■ **TEXT EXCERPT**:
.....

Bujingan @ Gandhi vs Padma @ Padrammal on 27 March, 2018

Author: T.Ravindran

Bench: T.Ravindran

        

 
IN THE HIGH COURT OF JUDICATURE AT MADRAS
            RESERVED ON         :    02.03.2018
                    PRONOUNCED ON   :     27.03.2018       
CORAM
THE HONOURABLE MR. JUSTICE T.RAVINDRAN

S.A.Nos.1682 & 1683 of 2003
		


1. Bujingan @ Gandhi		 ...	Appellant in both appeals
2. Sivagami
3. C.Thangaraj  			 ... 	Appellants in S.A.No.1682 of 2003

							
					Vs.	


Padma @ Padrammal			...   Respondent in both appeals

Common Prayer:  Second Appeals filed under Section 100 of Civil Procedure Code, against the judgment and decree of the Principal District Judge of Coimbatore dated 06.02.2002 in A.S.Nos.211 & 212 of 2001 confirming the judgment and decree of the third Additional District Munsif of Coimbatore dated 10.04.2001 in O.S. Nos.1267 & 1026 of 1996.		
		For Appellants 	: Mr. J.Hariharan
					  for M/s. V.Nicholas

		For Respondent	: Mr.V.Sivakumar

						*****
						


COMMON   JUDGMENT
	

Second appeal Nos. 1682 & 1683 of 2003 are directed against the judgment and decree of the Principal District Court, Coimbatore, dated 06.02.2002, passed in A.S.Nos.211 & 212 of 2001, confirming the judgment and decree of the third Additional District Munsif Court, Coimbatore, dated 10.04.2001, passed in O.S. Nos.1267 & 1026 of 1996.

2. The suit has been laid by the appellant in O.S. No.1026 of 1996 for declaration and permanent injunction. The suit in O.S. No.1267 of 1996 has been laid by the respondent for the relief of permanent injunction.

3. Second appeals have been admitted on the following substantial questions of law:

Second appeal No. 1682 of 2003:
In the absence of pleading and proof that the plaintiff had perfected her title by adverse possession, could any court grant a decree for bare injunction on the basis that the plaintiff's title stand perfected by adverse possession?
Second appeal No. 1683 of 2003:
When the defendant's vendor is shown to have executed a sale over and above the extent of property to which he is entitled to, is not the plaintiff entitled to recovery of possession of that excess extent?

4. In support of the appellant's case, PWs 1 and 2 were examined, Exs.A1 to A7 were marked. In support of the respondent's case DWs 1 and 2 were examined, Exs.B1 to B17 were marked. Exs.C1 to C3 were also marked. During the course of the first appeals proceedings, in support of the respondent's case, Exs.B18 to B21 were marked.

.....

■ **RECORDS SHOWN**:
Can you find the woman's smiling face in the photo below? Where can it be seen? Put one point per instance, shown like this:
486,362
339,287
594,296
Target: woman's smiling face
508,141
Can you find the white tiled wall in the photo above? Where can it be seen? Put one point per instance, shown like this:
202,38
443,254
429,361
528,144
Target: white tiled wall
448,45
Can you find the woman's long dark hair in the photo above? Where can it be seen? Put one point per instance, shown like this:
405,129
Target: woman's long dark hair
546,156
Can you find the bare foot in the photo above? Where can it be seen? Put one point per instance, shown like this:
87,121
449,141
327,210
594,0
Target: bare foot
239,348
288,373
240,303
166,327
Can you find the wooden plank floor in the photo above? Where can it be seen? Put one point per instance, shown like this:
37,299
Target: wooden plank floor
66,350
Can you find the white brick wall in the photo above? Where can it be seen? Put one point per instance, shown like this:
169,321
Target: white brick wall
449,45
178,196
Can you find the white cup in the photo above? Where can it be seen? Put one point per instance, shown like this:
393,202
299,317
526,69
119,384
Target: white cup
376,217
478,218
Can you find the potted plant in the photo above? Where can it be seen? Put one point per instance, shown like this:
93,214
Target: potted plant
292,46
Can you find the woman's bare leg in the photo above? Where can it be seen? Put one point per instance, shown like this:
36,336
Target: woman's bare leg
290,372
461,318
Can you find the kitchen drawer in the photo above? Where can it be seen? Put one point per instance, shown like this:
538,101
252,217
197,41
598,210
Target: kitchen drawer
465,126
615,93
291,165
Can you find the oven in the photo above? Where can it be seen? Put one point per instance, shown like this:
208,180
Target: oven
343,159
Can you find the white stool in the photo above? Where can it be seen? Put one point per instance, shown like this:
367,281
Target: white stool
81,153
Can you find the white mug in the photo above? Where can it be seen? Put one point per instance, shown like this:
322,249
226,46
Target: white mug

.....

■ **WRITTEN EXERCISE A**: Using the court judgment above, answer each question on its own line: (i) Who appeared for the respondent? (ii) On what date was the judgment pronounced? (iii) Which exhibits were marked for the respondent during the first appeals proceedings?
■ **WRITTEN EXERCISE B**: Transcribe the part of the court judgment between "Second appeal No. 1683" and "that excess extent?", inclusive.

■ **EXPECTED OUTPUT A**:
(i) Mr. V.Sivakumar
(ii) 27.03.2018
(iii) Exs.B18 to B21

■ **EXPECTED OUTPUT B**:
Second appeal No. 1683 of 2003:
When the defendant's vendor is shown to have executed a sale over and above the extent of property to which he is entitled to, is not the plaintiff entitled to recovery of possession of that excess extent?